Work to do
Answer these questions from the passage on prediction uncertainty below, giving each answer on its own line:
(a) Which three time periods for April do Figures 1j–1l cover?
(b) Which areas still show higher prediction uncertainties at a temporal resolution of 16 days?
(c) Under the assumption of a normal distribution, about what percentage of locations should have the truth fall outside +/−3 standard deviations?

4.3. Prediction Uncertainty
 An attractive feature of geostatistical mapping is that each predicted CO2 value is accompanied by a prediction uncertainty that is quantified without knowledge of the true distribution. The prediction uncertainty for a given location is a function of the location and number of observations surrounding the location, and the degree of spatial variability in the CO2 field in the vicinity of the estimation location (equations (5) and (7)). In general, more homogeneous areas with dense observations will have lower prediction uncertainty.
Figures 1j–1l provide an example of the prediction uncertainties, as obtained from the approach implemented here, for the 1-day, 4-day and 16-day periods for April. The 1-day prediction uncertainties show clear evidence of the dependence of the prediction uncertainties on the location of observations. Locations that lie close to the satellite orbit path feature low uncertainties, while areas further away from the satellite paths have increasingly larger uncertainties. The 16-day period, which has a large number of observations distributed over the globe, features overall lower prediction uncertainties compared to the shorter time periods. Even for a temporal resolution of 16-days, however, some areas with few observations, such as West Africa and the polar regions, have higher prediction uncertainties.
 Accurately assessing the uncertainty associated with predictions is valuable regardless of the ultimate use of the maps, but it is especially critical when the global gap-filled CO2 predictions are compared to data from other sources such as model predictions. Realistic prediction uncertainties allow for probabilistic comparisons in addition to evaluating the best estimates. In order to assess how representative the prediction uncertainties were of the true uncertainty, the percentage of estimation locations where the truth fell outside of the estimated value +/−3 standard deviations (as calculated from the prediction uncertainty) was evaluated. The optimal percentage for this measure depends on assumptions about the underlying statistical distribution of the data. As a guiding value, under the assumption of a normal distribution, this percentage should be approximately 0.3%. While achieving this exact value is not the goal, because the approach does not assume that the underlying distribution is Gaussian, we have assessed whether the percentage outside of +/−3 standard deviations is reasonably low.

Material provided
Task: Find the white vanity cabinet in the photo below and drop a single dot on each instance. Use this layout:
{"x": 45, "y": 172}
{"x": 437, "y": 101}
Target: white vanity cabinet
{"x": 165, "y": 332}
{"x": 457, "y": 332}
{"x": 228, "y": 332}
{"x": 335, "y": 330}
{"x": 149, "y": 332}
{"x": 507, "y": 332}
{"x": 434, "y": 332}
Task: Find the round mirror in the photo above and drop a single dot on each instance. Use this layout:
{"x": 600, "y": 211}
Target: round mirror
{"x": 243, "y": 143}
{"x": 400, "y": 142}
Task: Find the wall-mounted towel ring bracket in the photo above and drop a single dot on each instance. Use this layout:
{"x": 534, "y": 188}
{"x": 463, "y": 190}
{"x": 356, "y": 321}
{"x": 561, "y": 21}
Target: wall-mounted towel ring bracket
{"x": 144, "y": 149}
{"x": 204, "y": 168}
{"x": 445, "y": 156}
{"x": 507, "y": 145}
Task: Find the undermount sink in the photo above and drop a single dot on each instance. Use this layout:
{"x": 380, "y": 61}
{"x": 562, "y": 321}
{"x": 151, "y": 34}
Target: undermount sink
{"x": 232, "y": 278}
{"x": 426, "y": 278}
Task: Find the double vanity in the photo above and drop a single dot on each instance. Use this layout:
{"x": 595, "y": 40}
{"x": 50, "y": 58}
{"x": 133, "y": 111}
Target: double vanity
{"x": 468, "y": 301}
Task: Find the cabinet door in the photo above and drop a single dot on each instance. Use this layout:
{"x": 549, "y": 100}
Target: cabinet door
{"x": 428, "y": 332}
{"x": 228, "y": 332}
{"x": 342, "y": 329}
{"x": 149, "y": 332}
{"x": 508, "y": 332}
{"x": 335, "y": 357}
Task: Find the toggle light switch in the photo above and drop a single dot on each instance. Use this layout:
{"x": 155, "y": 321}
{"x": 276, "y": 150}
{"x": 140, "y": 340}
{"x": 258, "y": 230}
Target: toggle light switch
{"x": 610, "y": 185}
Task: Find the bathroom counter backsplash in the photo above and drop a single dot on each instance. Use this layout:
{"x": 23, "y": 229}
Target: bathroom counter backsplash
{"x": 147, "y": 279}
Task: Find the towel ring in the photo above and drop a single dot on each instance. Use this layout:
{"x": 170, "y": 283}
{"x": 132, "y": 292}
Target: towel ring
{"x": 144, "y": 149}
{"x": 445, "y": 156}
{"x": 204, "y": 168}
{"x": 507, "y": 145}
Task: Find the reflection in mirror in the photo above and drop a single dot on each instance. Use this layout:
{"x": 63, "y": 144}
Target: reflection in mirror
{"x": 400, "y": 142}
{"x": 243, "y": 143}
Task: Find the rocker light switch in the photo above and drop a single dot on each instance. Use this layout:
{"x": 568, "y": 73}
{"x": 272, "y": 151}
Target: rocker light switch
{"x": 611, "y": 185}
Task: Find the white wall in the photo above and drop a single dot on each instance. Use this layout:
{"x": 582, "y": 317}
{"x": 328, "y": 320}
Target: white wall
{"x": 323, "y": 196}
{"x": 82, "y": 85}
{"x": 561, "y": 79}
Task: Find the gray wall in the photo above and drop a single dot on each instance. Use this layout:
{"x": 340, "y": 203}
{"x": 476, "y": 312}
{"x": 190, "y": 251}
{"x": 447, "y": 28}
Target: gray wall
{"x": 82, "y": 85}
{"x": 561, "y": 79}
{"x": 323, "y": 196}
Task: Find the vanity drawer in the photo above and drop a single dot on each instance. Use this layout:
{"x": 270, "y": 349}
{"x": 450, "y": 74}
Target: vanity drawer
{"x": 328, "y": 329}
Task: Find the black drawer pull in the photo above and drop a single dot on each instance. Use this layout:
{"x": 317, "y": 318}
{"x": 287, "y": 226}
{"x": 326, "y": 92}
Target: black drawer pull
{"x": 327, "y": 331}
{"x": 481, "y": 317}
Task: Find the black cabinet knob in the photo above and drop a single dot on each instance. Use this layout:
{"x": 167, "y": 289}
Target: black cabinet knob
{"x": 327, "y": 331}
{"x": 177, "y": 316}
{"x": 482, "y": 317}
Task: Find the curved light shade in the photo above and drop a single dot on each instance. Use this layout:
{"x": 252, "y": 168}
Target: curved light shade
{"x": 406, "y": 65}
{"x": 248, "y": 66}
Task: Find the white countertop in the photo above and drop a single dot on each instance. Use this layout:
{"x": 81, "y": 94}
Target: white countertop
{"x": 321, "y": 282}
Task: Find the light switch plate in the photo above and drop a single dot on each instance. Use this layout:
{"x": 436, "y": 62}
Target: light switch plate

Response
(a) The 1-day, 4-day and 16-day periods.
(b) West Africa and the polar regions.
(c) Approximately 0.3%.